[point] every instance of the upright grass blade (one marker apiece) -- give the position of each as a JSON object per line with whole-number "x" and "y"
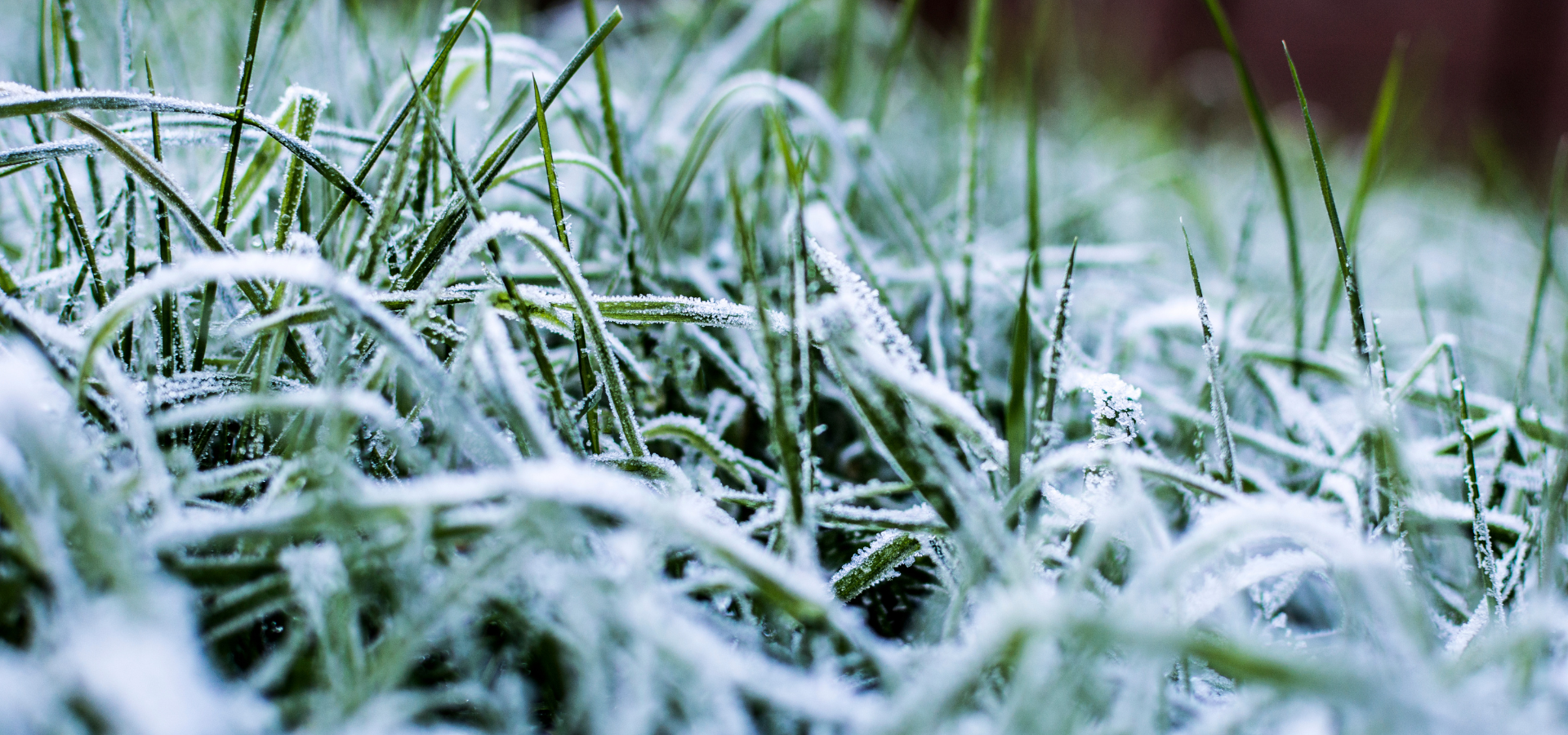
{"x": 311, "y": 104}
{"x": 341, "y": 204}
{"x": 226, "y": 184}
{"x": 968, "y": 189}
{"x": 1211, "y": 350}
{"x": 446, "y": 229}
{"x": 1058, "y": 329}
{"x": 78, "y": 232}
{"x": 601, "y": 69}
{"x": 584, "y": 368}
{"x": 1554, "y": 193}
{"x": 1481, "y": 533}
{"x": 1371, "y": 167}
{"x": 1032, "y": 158}
{"x": 173, "y": 359}
{"x": 78, "y": 76}
{"x": 901, "y": 42}
{"x": 843, "y": 52}
{"x": 1348, "y": 269}
{"x": 1019, "y": 380}
{"x": 780, "y": 417}
{"x": 1254, "y": 110}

■ **Exercise prompt**
Go through the material above and print all of it exactly, except the pictures.

■ **The output**
[point] every instance of the upright grass blade (one marker apiece) -- give the position of each as a JSON object per line with whole-number "x" and "y"
{"x": 311, "y": 104}
{"x": 341, "y": 204}
{"x": 226, "y": 184}
{"x": 968, "y": 189}
{"x": 1211, "y": 350}
{"x": 446, "y": 229}
{"x": 1058, "y": 329}
{"x": 78, "y": 232}
{"x": 601, "y": 69}
{"x": 584, "y": 368}
{"x": 1554, "y": 193}
{"x": 1481, "y": 533}
{"x": 1371, "y": 167}
{"x": 1032, "y": 158}
{"x": 173, "y": 359}
{"x": 78, "y": 76}
{"x": 901, "y": 42}
{"x": 843, "y": 52}
{"x": 1348, "y": 269}
{"x": 1019, "y": 380}
{"x": 780, "y": 417}
{"x": 1254, "y": 110}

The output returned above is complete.